| Consigne A |
Recopiez à l'identique le passage de l'analyse de la Pavane qui va de « Il suffit de » à « (cf exemple 11). ».
| Consigne B |
D'après l'analyse de la Pavane, par quel instrument Berg propose-t-il de doubler éventuellement le cor ?

| Document source |
::::
La reprise de la Pavane ne va pas être textuelle bien sûr. Le balancement du cor (que Berg propose de doubler éventuellement par une trompette avec sourdine), s’il repose sur les mêmes hauteurs, sera d’un caractère rythmique plus agité avec le recours fréquent à des répétitions de sons :

ex 12 :

L’accord de sol bémol majeur, qui sert de base à cette mélodie, est maintenant jouée également par 3 trombones et par les cordes en tremolo. Quant à la voix, elle prend appui sur la partie du cor, mais n’a plus l’ampleur lyrique du début. Le Capitaine parle maintenant de frémissements. Dans un souci à la fois dramatique et musical, Berg propose une reprise synthétique. Il superpose ici le matériel thématique de la première section, tel que nous venons de le décrire, avec les timbres et le caractère de la seconde : voix proche du récitatif sur trémolos de cordes. Afin de compléter cette synthèse, ce qui était chanté à la voix au tout début de cette Pavane, (à savoir la toute première phrase du Prélude joué au hautbois : do, réb, mib, si, la, sol) se retrouve ici joué et développé à flûte dans des l’extrême aigu et sur des valeurs extrêmement rapides. Cela donne à ce passage un caractère qui n’est pas sans rappeler certaines parties d’Erwartung ou de l’opus 16 d’Arnold Schœnberg :

ex 13 :

Vient alors le climax de cette Pavane. Les mesures 43 à 46 sont une amplification des mesures 30 à 34 qui débutaient ce mouvement. La tonalité « bémolisée » pour les deux premières mesures ascendantes à base de progression de secondes majeures :

ex 14 :

puis la modulation « diatonisée » (noter les accords en bécarre des bois) pour la descente :

ex 15 :

Il suffit de comparer ces deux exemples avec l’exemple5, plus haut, pour s’apercevoir de leur grande similitude. L’élément unificateur de ces deux passages est donné par la scansion du rythme pointé (dans les cordes lors de la montée et aux timbales lors de la descente) qui avait été introduit par le cor quelques mesures auparavant (cf exemple 11).
::::
| Liste des données |
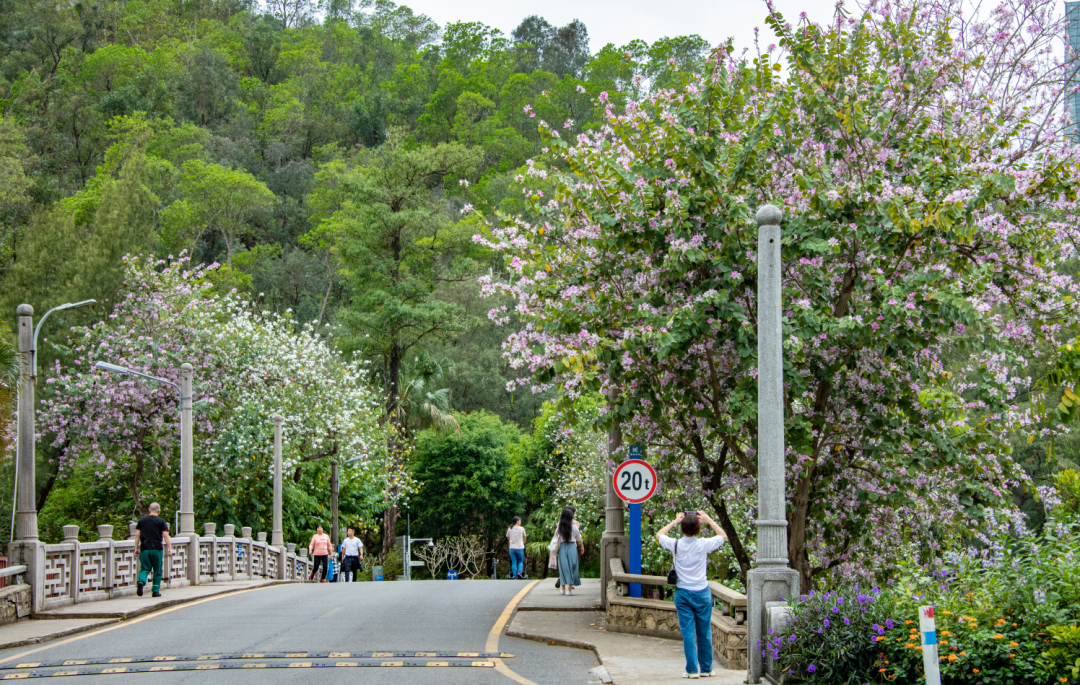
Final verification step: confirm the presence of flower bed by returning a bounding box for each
::::
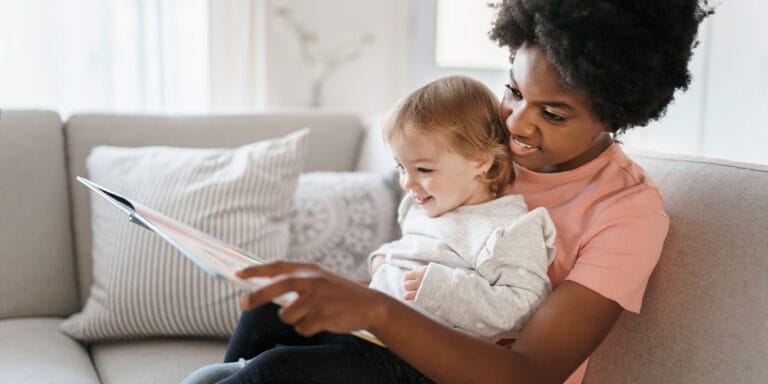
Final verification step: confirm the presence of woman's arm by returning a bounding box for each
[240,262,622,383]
::::
| Réponse correcte A |
Il suffit de comparer ces deux exemples avec l’exemple5, plus haut, pour s’apercevoir de leur grande similitude. L’élément unificateur de ces deux passages est donné par la scansion du rythme pointé (dans les cordes lors de la montée et aux timbales lors de la descente) qui avait été introduit par le cor quelques mesures auparavant (cf exemple 11).

| Réponse correcte B |
Par une trompette avec sourdine.